▶ _Extracted text_
-- start --

System Design Interview Cheat Sheet: Numbers, Formulas, and Patterns

June 6, 20269 min read
system-designinterview-prepcareeralgorithms
System Design Interview Cheat Sheet: Numbers, Formulas, and Patterns
TL;DR
  • L1 cache is 200x faster than RAM; RAM is 1,000x faster than SSD; a cross-continent round trip (150ms) is 300x slower than a same-datacenter hop (500µs).
  • Three capacity estimation formulas cover every back-of-envelope problem: QPS = (DAU × requests/day) / 86,400; storage/year = QPS × payload × 31.5M; bandwidth (Gbps) = QPS × bytes × 8 / 1B.
  • Component throughput ceilings: Redis handles 100K–500K ops/sec; PostgreSQL starts struggling past 10K write QPS; Cassandra scales writes horizontally with no hard ceiling.
  • Default to SQL; switch to NoSQL only when write volume outpaces a single primary instance or schema flexibility is the explicit constraint.
  • Cache-aside is the default caching pattern: check cache first, fall back to the database on a miss, write the result to cache — best for read-heavy workloads.
  • Scaling sequence in order: single server → load balancer → read replicas → cache → sharding → CDN → message queue → extract services.

-- end --

▶ _Exercises to complete_
a – How many operations per second can Redis handle, according to the system design cheat sheet?
b – Write the next part of the system design cheat sheet, picking up after its final bullet on the scaling sequence.
The lines after the cheat sheet have nothing to do with it.

▶ _Rows_
-- start --

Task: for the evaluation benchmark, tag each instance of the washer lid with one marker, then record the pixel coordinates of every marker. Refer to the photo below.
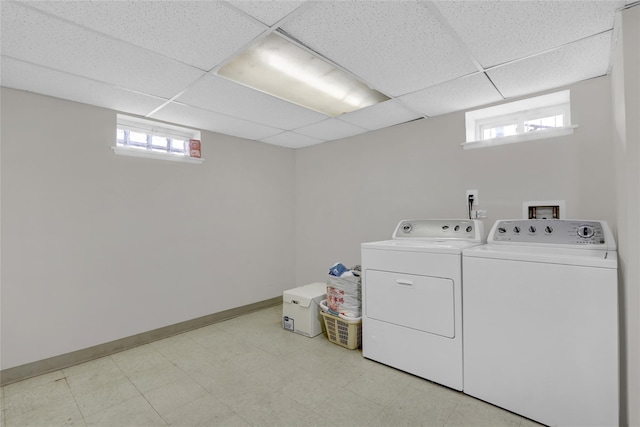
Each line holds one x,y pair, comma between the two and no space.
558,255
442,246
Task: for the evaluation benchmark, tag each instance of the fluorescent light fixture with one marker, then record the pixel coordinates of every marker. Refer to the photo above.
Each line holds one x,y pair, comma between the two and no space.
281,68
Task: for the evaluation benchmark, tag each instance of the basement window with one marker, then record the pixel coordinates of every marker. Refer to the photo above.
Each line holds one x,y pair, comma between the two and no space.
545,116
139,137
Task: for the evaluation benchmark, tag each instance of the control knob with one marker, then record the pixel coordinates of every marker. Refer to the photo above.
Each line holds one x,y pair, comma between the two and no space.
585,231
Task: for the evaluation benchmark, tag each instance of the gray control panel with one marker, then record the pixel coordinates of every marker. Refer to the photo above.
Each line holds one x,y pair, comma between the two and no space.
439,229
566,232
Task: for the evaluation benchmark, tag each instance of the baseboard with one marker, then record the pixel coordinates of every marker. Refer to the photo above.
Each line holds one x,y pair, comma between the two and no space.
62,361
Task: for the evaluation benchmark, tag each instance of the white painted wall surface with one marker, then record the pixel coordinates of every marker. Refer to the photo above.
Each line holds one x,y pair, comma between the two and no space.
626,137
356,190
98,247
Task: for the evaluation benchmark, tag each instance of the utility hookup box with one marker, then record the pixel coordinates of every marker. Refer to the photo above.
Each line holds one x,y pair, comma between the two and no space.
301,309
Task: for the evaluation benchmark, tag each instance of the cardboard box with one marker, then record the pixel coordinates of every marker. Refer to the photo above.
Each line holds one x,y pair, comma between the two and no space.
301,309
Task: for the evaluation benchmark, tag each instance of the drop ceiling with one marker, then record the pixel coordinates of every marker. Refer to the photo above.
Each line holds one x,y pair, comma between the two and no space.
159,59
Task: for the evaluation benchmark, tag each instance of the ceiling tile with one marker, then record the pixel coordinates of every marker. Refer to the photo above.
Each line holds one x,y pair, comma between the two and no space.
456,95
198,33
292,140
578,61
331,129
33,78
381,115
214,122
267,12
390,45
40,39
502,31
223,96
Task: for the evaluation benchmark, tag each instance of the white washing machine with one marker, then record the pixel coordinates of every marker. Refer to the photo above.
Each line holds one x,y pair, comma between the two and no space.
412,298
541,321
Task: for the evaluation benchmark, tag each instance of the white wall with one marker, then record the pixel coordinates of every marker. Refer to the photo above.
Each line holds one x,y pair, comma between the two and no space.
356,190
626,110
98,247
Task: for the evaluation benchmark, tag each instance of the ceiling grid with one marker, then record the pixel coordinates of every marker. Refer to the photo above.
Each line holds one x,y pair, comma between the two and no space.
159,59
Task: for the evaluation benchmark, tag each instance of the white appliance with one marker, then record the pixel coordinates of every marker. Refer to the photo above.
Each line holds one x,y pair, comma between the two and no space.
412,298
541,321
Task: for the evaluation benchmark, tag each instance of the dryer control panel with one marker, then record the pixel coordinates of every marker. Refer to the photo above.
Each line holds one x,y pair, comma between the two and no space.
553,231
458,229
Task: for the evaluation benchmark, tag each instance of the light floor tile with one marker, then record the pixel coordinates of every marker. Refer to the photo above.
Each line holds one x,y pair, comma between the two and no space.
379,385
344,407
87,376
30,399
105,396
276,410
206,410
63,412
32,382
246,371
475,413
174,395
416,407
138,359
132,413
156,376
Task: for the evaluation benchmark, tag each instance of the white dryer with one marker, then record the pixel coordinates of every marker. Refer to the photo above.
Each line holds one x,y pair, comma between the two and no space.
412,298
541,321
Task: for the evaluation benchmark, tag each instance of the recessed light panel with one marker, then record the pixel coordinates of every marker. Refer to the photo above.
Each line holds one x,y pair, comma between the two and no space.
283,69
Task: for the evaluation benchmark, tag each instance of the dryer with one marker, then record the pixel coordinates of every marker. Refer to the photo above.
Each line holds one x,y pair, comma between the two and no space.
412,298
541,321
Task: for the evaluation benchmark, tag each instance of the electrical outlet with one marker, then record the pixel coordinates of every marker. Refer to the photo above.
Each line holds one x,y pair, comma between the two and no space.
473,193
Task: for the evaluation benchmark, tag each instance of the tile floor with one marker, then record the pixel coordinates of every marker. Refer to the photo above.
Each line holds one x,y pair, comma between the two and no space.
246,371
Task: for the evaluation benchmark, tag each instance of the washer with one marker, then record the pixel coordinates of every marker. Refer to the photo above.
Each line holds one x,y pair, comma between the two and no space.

-- end --

▶ _Answers_
a – 100K–500K ops/sec.

b –
  • 80–90% of systems are read-heavy: caching and read replicas first; write-heavy systems (logging, IoT) want queues and append-optimized storage.

Thirty minutes before your system design interview, you don't want an essay. You want the numbers already loaded into working memory, the formulas ready to run, and the decision rules sitting at the front of your brain.

This is that cheat sheet.

No theory, no deep dives. Just the facts and frameworks you will reach for in the next forty-five minutes. You already know this stuff. You just need it on the surface.

The Latency Table Is Not Optional

Every experienced interviewer knows these numbers cold. If you don't, you can't sanity-check your estimates on the fly, and your "back of the envelope" looks like a guess.

In the real world you'd have a browser tab open for this. You do not have that tab right now.

The key insight isn't the exact numbers. It's the orders of magnitude. L1 cache is ~200x faster than main memory. Memory is ~1,000x faster than SSD. SSD is ~100x faster than HDD. A cross-continent round trip is ~300x slower than a same-datacenter hop.

OperationLatency
L1 cache reference0.5 ns
L2 cache reference7 ns
Main memory reference100 ns
Send 1 KB across 1 Gbps network10 µs
SSD random read (4 KB)150 µs
Same-datacenter round trip500 µs
Read 1 MB sequentially from SSD1 ms
HDD seek10 ms
Read 1 MB sequentially from HDD20 ms
Cross-continent round trip (CA to EU)150 ms

Design implication: a value cached in Redis (sub-millisecond) replaces a cross-datacenter call (tens of milliseconds). That's a 100x latency win from one architectural decision.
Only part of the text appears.